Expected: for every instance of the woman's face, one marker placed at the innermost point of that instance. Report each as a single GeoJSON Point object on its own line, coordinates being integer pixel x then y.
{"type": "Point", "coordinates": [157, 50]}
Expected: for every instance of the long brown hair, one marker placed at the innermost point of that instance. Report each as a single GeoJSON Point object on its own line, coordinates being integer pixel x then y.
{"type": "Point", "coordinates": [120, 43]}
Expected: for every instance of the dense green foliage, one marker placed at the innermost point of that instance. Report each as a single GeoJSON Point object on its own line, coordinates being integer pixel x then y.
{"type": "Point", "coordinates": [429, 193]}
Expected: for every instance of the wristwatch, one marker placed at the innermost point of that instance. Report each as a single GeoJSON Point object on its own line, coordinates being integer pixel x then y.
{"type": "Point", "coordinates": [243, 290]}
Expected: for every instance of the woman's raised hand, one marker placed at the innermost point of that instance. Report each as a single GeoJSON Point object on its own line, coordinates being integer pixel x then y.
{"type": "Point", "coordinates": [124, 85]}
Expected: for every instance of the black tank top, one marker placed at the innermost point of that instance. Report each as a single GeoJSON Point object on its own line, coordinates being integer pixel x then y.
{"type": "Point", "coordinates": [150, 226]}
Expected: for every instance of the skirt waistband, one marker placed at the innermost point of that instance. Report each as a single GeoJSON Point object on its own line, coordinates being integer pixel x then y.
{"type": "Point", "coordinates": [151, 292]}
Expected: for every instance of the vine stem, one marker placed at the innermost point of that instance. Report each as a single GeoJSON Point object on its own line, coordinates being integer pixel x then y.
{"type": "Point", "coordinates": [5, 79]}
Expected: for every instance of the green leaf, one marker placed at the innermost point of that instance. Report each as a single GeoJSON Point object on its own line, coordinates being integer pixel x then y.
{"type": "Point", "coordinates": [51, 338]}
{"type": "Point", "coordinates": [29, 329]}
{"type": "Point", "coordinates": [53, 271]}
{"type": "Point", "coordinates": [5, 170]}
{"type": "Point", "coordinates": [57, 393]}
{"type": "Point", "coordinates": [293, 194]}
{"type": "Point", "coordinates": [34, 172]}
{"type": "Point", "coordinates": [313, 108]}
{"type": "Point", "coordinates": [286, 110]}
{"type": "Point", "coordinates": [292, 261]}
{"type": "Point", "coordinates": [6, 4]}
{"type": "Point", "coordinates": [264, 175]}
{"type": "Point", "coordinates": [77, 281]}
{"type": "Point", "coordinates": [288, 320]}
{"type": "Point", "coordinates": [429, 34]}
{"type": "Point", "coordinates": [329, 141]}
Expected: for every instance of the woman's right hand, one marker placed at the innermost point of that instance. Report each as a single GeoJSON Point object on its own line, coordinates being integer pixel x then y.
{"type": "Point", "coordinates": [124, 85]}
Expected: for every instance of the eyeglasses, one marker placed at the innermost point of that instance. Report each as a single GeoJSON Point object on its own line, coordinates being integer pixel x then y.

Task to complete – Print every line of the records exactly. Omit nothing.

Answer to this exercise –
Expected: for every instance of the woman's face, one marker placed at the innermost point of that instance. Report each as a single GeoJSON Point object on its own line, coordinates being integer pixel x then y.
{"type": "Point", "coordinates": [157, 50]}
Expected: for every instance of the long brown hair, one marker placed at the innermost point of that instance. Report each as a single GeoJSON Point object on its own line, coordinates being integer pixel x then y.
{"type": "Point", "coordinates": [120, 43]}
Expected: for every instance of the dense green foliage, one marker placed at the innermost point of that instance. Report each as a single GeoJSON Point object on its own line, coordinates being integer pixel x then y.
{"type": "Point", "coordinates": [429, 193]}
Expected: for every instance of the wristwatch, one marker placed at the innermost point of that instance. Report each as a single GeoJSON Point object on its own line, coordinates being integer pixel x then y.
{"type": "Point", "coordinates": [243, 290]}
Expected: for every instance of the woman's raised hand, one marker placed at the innermost point of that instance. Report each as a single GeoJSON Point object on its own line, coordinates being integer pixel x then y.
{"type": "Point", "coordinates": [124, 85]}
Expected: for every instance of the black tank top, one marker placed at the innermost point of that instance. Report each as a single GeoJSON Point object on its own line, coordinates being integer pixel x then y.
{"type": "Point", "coordinates": [150, 226]}
Expected: for every instance of the skirt waistband, one marker placed at the innermost point of that instance. Report each as a single GeoJSON Point object on its own line, coordinates being integer pixel x then y.
{"type": "Point", "coordinates": [151, 292]}
Expected: for every instance of the vine stem, one marker placed at the innermost point of that instance. Report each as a single GeoJSON Point object on its own line, coordinates being integer pixel x then y.
{"type": "Point", "coordinates": [5, 79]}
Expected: for every instance of the green leaf, one marker placed at the innermost point of that instance. Report each as a single GeoJSON Point object on its own line, coordinates being integer pixel x then y.
{"type": "Point", "coordinates": [51, 338]}
{"type": "Point", "coordinates": [29, 329]}
{"type": "Point", "coordinates": [53, 271]}
{"type": "Point", "coordinates": [5, 170]}
{"type": "Point", "coordinates": [57, 393]}
{"type": "Point", "coordinates": [293, 194]}
{"type": "Point", "coordinates": [34, 172]}
{"type": "Point", "coordinates": [313, 108]}
{"type": "Point", "coordinates": [286, 110]}
{"type": "Point", "coordinates": [292, 261]}
{"type": "Point", "coordinates": [6, 4]}
{"type": "Point", "coordinates": [264, 175]}
{"type": "Point", "coordinates": [77, 281]}
{"type": "Point", "coordinates": [288, 320]}
{"type": "Point", "coordinates": [429, 34]}
{"type": "Point", "coordinates": [329, 141]}
Expected: for every instance of the woman's right hand, one marker placed at the innermost point of that instance. Report each as a single GeoJSON Point object on its own line, coordinates being integer pixel x then y.
{"type": "Point", "coordinates": [124, 85]}
Expected: for every instance of the eyeglasses, one marker placed at the innermost point of that instance. Report each as a single GeoJSON Point object on its own line, coordinates being integer pixel x then y.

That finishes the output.